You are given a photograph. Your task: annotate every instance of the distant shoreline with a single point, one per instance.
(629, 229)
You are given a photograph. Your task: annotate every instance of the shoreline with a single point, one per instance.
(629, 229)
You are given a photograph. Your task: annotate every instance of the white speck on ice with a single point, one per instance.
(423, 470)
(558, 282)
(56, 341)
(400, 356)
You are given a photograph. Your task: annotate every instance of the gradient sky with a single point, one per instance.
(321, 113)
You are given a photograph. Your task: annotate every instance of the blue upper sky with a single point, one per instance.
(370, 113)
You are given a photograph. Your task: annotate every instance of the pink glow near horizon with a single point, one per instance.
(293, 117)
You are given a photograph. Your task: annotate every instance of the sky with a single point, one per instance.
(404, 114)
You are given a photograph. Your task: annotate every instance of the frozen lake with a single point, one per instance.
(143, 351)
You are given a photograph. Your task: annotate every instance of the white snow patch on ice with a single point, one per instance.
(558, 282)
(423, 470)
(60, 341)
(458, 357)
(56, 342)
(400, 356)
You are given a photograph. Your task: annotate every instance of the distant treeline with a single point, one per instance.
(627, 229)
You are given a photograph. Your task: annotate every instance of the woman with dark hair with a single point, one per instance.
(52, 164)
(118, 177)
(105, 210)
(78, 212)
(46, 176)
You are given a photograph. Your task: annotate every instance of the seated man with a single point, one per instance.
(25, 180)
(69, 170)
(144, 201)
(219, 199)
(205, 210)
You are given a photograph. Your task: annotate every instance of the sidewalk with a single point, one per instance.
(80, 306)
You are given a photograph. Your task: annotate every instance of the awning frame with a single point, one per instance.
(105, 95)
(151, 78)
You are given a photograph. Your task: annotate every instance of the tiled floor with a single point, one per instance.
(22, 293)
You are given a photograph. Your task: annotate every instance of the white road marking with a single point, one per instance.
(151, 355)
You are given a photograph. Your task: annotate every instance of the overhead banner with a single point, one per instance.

****************

* WHAT TO PRODUCE
Write out the data above once more, exactly as it reads.

* PROBLEM SOLUTION
You are given a photograph. Your task: annotate every instance of the distant shoreline with a single point, one per instance.
(629, 229)
You are given a photograph. Your task: annotate every instance of the shoreline with a single point, one per instance.
(629, 229)
You are given a photograph. Your task: annotate every instance of the white speck on ice with a single point, one per instance.
(423, 470)
(558, 282)
(56, 341)
(400, 356)
You are given a photograph. Your task: annotate every instance of the gradient sky with a single point, one per instance.
(321, 113)
You are given a photograph. Your task: annotate every instance of the blue upper sky with a single point, one per instance.
(370, 113)
You are given a photograph. Your task: annotate every instance of the pink glow near horizon with a single point, one per instance.
(293, 117)
You are given a photograph. Your task: annotate every instance of the sky with a single point, one per instance.
(404, 114)
You are given a photograph. Your task: annotate every instance of the frozen lake with a single point, one per instance.
(143, 351)
You are given a photograph. Your task: annotate every instance of the white snow patch on ice with a single point, one per instance.
(558, 282)
(423, 470)
(60, 341)
(458, 357)
(56, 342)
(400, 356)
You are given a photograph. Your task: annotate every instance of the distant treeline with a single point, one per instance.
(627, 229)
You are given a photograph. Your task: annotate every instance of the woman with dark hair with a single point, one per instance.
(52, 164)
(118, 177)
(105, 210)
(78, 212)
(46, 176)
You are given a photograph. Your task: annotate every instance of the seated man with a single point, one per instance.
(25, 180)
(69, 170)
(144, 201)
(219, 199)
(205, 210)
You are given a photograph. Your task: annotate every instance of the sidewalk with a single point, one per instance.
(80, 306)
You are given a photograph. Your task: annotate every instance of the awning frame with a single point, one per instance.
(105, 95)
(151, 78)
You are given a photograph. Your task: annotate every instance of the tiled floor with a single point, one per instance.
(22, 293)
You are given a photograph. Your task: annotate every instance of the white road marking with a single point, one per instance.
(151, 355)
You are given a photograph. Your task: annotate every instance of the overhead banner with a single point, one per instance.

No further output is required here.